Collection entries:
########################################

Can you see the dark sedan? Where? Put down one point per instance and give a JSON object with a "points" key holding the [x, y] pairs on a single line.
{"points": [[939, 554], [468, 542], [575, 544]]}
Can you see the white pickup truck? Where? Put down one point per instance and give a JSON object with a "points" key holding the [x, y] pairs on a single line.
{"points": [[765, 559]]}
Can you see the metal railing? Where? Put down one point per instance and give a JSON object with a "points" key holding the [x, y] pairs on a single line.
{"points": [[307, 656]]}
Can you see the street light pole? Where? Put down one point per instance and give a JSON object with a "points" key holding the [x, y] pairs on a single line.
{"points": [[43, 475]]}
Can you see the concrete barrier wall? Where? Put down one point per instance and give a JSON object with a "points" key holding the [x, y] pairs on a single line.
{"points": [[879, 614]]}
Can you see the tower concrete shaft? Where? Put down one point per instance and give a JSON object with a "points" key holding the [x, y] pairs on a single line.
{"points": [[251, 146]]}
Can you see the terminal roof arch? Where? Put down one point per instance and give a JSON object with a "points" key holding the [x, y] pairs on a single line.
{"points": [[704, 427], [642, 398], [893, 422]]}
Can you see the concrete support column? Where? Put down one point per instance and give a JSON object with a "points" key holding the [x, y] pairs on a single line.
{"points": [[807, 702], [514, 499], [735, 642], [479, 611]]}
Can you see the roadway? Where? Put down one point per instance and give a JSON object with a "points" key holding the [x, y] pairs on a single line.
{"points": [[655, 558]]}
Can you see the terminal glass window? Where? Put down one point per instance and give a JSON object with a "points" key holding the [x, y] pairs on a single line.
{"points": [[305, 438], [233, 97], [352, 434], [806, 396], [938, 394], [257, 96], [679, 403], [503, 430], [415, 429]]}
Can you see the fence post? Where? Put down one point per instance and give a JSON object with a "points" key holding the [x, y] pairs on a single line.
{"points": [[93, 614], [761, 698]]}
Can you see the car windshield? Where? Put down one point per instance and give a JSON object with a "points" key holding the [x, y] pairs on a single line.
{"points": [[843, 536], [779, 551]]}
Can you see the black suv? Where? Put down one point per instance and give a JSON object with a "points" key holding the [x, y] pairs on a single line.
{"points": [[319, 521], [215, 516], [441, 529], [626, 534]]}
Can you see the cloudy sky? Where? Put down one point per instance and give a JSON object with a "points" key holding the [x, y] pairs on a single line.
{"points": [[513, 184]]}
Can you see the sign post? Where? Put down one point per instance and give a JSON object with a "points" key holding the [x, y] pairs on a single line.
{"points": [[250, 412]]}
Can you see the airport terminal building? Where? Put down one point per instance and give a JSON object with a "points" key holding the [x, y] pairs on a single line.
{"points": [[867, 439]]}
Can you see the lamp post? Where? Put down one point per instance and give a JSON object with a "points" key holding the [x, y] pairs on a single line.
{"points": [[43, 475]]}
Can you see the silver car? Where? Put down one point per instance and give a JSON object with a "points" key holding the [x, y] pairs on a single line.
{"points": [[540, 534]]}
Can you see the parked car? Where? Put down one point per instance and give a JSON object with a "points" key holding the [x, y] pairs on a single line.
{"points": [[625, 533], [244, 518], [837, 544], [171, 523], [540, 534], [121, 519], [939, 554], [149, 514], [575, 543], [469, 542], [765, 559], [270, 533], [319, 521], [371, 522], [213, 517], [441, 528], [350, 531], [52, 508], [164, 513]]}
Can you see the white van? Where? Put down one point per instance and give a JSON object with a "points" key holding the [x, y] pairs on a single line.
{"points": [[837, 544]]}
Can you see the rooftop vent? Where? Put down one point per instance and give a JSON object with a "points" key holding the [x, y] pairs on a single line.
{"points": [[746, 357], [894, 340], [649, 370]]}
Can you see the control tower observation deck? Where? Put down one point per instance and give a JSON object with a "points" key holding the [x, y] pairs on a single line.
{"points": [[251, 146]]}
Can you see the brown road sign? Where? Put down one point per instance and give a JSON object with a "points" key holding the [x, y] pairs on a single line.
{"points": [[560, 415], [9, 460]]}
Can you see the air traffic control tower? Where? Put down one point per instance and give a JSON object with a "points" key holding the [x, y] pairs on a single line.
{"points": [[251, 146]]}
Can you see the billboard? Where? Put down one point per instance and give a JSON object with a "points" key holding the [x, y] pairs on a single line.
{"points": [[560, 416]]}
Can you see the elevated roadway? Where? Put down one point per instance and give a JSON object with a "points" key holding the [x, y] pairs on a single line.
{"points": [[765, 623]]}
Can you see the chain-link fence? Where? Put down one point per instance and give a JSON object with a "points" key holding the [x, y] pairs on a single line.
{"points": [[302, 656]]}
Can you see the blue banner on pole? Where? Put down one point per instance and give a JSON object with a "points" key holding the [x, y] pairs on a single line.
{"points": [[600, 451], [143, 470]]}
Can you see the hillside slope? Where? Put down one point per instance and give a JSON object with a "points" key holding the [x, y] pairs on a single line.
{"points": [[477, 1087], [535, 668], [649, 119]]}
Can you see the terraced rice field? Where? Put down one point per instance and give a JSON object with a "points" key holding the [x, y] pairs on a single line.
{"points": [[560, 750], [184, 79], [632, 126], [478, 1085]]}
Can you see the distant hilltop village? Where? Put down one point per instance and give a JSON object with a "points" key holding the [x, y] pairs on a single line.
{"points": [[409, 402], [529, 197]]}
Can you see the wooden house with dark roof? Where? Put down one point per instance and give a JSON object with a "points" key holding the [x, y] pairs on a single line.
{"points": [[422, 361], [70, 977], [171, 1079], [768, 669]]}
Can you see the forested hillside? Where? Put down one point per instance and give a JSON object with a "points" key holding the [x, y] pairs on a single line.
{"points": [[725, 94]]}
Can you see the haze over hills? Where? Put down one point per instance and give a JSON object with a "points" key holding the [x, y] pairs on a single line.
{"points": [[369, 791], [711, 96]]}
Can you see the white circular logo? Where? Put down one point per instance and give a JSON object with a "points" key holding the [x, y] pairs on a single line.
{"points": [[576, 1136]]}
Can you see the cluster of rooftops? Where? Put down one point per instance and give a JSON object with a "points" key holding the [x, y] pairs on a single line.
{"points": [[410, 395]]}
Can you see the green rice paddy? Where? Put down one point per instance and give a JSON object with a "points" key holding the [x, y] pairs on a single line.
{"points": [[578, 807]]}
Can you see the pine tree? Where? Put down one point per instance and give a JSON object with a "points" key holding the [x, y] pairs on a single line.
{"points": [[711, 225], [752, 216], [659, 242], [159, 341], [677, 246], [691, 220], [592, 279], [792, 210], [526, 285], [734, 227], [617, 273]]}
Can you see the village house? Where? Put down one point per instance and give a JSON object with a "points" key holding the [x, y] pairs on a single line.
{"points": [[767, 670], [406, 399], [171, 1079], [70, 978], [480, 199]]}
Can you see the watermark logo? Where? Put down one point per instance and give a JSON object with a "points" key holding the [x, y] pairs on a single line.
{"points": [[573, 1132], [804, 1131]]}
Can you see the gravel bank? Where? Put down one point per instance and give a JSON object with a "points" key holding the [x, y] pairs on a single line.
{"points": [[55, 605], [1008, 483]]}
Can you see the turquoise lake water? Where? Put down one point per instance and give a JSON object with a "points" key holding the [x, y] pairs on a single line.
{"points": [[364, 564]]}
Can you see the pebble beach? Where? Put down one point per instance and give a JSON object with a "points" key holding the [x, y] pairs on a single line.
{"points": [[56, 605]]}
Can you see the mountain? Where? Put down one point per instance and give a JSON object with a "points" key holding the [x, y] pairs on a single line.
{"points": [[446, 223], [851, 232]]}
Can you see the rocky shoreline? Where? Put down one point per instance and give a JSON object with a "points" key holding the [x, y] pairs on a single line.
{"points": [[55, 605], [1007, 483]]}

########################################

PROBLEM REQUIREMENTS: Give back the whole listing, word for word.

SOLUTION TO THE EXERCISE:
Can you see the dark sedan? Where? Put down one point per instance and give a JSON object with a "points" key holding the [x, y] pairs on a single line.
{"points": [[939, 554], [468, 542], [575, 544]]}
Can you see the white pickup truck? Where? Put down one point per instance and give a JSON object with a "points" key holding the [x, y] pairs on a single line.
{"points": [[765, 559]]}
Can you see the metal railing? Where? Put down one point per instance and give a JSON object with a "points" key holding the [x, y] pairs on a single line.
{"points": [[307, 656]]}
Can you see the street light pole? Where? Put down one point per instance and give a JSON object with a "points" key holding the [x, y] pairs on a single line.
{"points": [[43, 475]]}
Can you see the concrete barrier wall? Where? Put down one point per instance and give a JSON object with a "points" key holding the [x, y] pairs on a single line.
{"points": [[879, 614]]}
Can you see the tower concrete shaft? Where? Put down one point per instance and give a JSON object with a "points" key holding the [x, y] pairs on a single line.
{"points": [[251, 146]]}
Can you see the terminal roof arch? Where? Put down one point per instance and give a JSON object with a "points" key holding the [x, y] pairs on a single line.
{"points": [[704, 427], [642, 398], [893, 422]]}
Can you see the concrete support column? Where? Put down one point per instance and give a JSON object with a "points" key holding the [x, y] pairs on a single line.
{"points": [[807, 702], [514, 499], [735, 642], [479, 611]]}
Can you see the roadway? Where? Put down one point per instance and give a JSON object with a "points" key holding the [x, y] pairs on a single line.
{"points": [[655, 558]]}
Can you see the terminal glass window? Where? Put down one point per instance and give a JSON object with a "points" key holding the [x, y] pairs on a single line.
{"points": [[305, 438], [233, 97], [352, 434], [806, 396], [938, 394], [257, 96], [679, 403], [503, 430], [415, 429]]}
Can you see the fence post? Where? Put down one point per instance and give a JSON object with a "points" key holding the [x, y] pairs on a single line.
{"points": [[93, 614], [761, 698]]}
Can you see the car windshield? Where? Put down one point per instance and give a JSON object with a "points" key holding the [x, y] pairs on a single line.
{"points": [[843, 536], [779, 551]]}
Can you see the black suv? Where? Put down one point per instance and give a JSON object with a "points" key holding the [x, y] pairs on a single line.
{"points": [[319, 521], [215, 516], [441, 529], [626, 534]]}
Can you see the cloudy sky? Where? Put down one point per instance and give a JSON object with a "points" key holding the [x, y] pairs on a single line.
{"points": [[513, 184]]}
Can you see the sign post? Where? Put down one point per instance and give a JSON object with a "points" key holding the [x, y] pairs on a single line.
{"points": [[250, 412]]}
Can you see the airport terminal building? Where? Put down one point per instance and give a JSON object with a "points" key holding the [x, y] pairs on a single line.
{"points": [[867, 439]]}
Can you see the lamp post? Where? Put down one point per instance and give a JSON object with a "points" key holding the [x, y] pairs on a single line.
{"points": [[43, 475]]}
Can you see the silver car? Where? Put down one point per instance and give a JSON object with a "points" key holding the [x, y] pairs on a single line.
{"points": [[540, 534]]}
Can you see the parked car? Where? Put down one point per instance and give a JSON object with a "points" key holding the [x, y] pairs on a single line.
{"points": [[625, 533], [244, 518], [837, 544], [171, 523], [540, 534], [121, 519], [939, 554], [149, 514], [575, 543], [469, 542], [765, 559], [270, 533], [319, 521], [371, 522], [213, 517], [441, 528], [350, 531], [52, 508], [164, 513]]}
Can you see the white van? Where? Put down one point per instance and give a JSON object with a "points" key holding the [x, y] pairs on a single line.
{"points": [[837, 544]]}
Can you see the rooftop vent? Where? Put down one point per instance and give a JSON object with a "points" key holding the [x, y] pairs on a single line.
{"points": [[746, 357], [894, 340], [649, 370]]}
Can you see the control tower observation deck? Where? Put down one point per instance and give a JSON object with a "points" key holding the [x, y] pairs on a single line.
{"points": [[251, 146]]}
Can you see the brown road sign? Where? Put down one point per instance and give a JSON object with a "points" key holding the [x, y] pairs on a single line.
{"points": [[560, 415], [9, 460]]}
Can you see the air traffic control tower? Where? Put down one point per instance and give a JSON object with a "points" key holding the [x, y] pairs on a single line.
{"points": [[251, 146]]}
Can you see the billboard? Where? Put down one point per instance and give a JSON object with a "points" key holding the [x, y] pairs on a single line.
{"points": [[560, 416]]}
Can you see the elevated roadway? Where? Put down one point per instance and give a JSON object with a "points" key holding the [x, y] pairs on a single line.
{"points": [[765, 623]]}
Can you see the chain-link fence? Where? Put down one point per instance and give a JSON object with a "points" key holding the [x, y] pairs on a single line.
{"points": [[302, 656]]}
Can you see the blue banner on pole? Where? Put down one point per instance and give a JSON object with a "points" key holding the [x, y] pairs on a single line.
{"points": [[600, 451], [143, 470]]}
Can you see the hillside slope? Where? Put down one point per instance and give a JSON object with a "points" key holding the [x, y] pairs on a single line.
{"points": [[477, 1087], [535, 668], [649, 119]]}
Can you see the terraced rice field? Where? Put down one point per instance and give a JSON object with a "points" key holding the [x, y] pairs on a single line.
{"points": [[560, 750], [184, 79], [632, 126], [478, 1085]]}
Can you see the distant hilltop village? Where? Put down one point per instance and give a JSON object with a "points" key holding the [x, y] pairs on a single line.
{"points": [[409, 402], [529, 197]]}
Can you see the wooden house with dark roof? Where? Put down one point per instance and give a JSON object with a "points" key holding the [x, y] pairs on a single line.
{"points": [[422, 361], [70, 977], [171, 1079], [768, 669]]}
Can you see the forested hillside? Where? Put down one point per instance and give a JSON object with a "points" key holding the [x, y] pairs on a single line.
{"points": [[725, 94]]}
Can you see the haze over hills? Where? Put down one point per instance and give a JSON object with a "points" key holding the [x, y] pairs on a single line.
{"points": [[369, 791], [711, 96]]}
Can you see the white circular logo? Where? Put down one point per instance and give a JSON object with a "points" key holding the [x, y] pairs on a single line.
{"points": [[576, 1136]]}
Can you see the cluster of rooftops? Where? Put down one point per instance and give a JSON object with a "points" key holding the [x, y] pairs on a single line.
{"points": [[410, 395]]}
Can you see the green rice paddy? Where? Put down one point per instance and give a JSON object with a "points" key holding the [x, y] pairs on a single line.
{"points": [[578, 807]]}
Can you see the pine tree? Where? Put down one point per instance and give a JSON object with a "points" key holding the [x, y] pairs on a single line.
{"points": [[711, 225], [752, 216], [659, 242], [159, 341], [677, 246], [691, 220], [592, 279], [792, 210], [526, 285], [734, 227], [617, 273]]}
Can you see the village house? Where? Put down one point per instance and give a JSON object with a "points" key holding the [x, y] pairs on a single line.
{"points": [[767, 670], [406, 399], [171, 1079], [70, 978], [480, 199]]}
Can you see the watermark logo? Where? Put down one point per instance and give a JSON object with a "points" key holding the [x, y] pairs on a single line.
{"points": [[573, 1132], [804, 1131]]}
Can you see the gravel bank? Where? Put down one point per instance and give a JSON object with a "points" key holding the [x, y] pairs on a single line.
{"points": [[55, 605], [1008, 483]]}
Can you see the turquoise lake water? Where? Put down one point per instance and give a JSON object with a "points" key holding the [x, y] pairs on a single line.
{"points": [[364, 564]]}
Can you see the pebble beach? Where? Put down one point per instance and give a JSON object with a "points" key holding the [x, y] pairs on a single line.
{"points": [[56, 605]]}
Can you see the mountain? Where? Put down one point per instance and give a JSON object with a "points" key holding the [x, y] pairs on a single line.
{"points": [[446, 223], [851, 232]]}
Can you see the rocky shoreline? Where? Put down one point per instance and give a JSON object with a "points" key holding the [x, y] pairs on a single line.
{"points": [[55, 605], [1007, 483]]}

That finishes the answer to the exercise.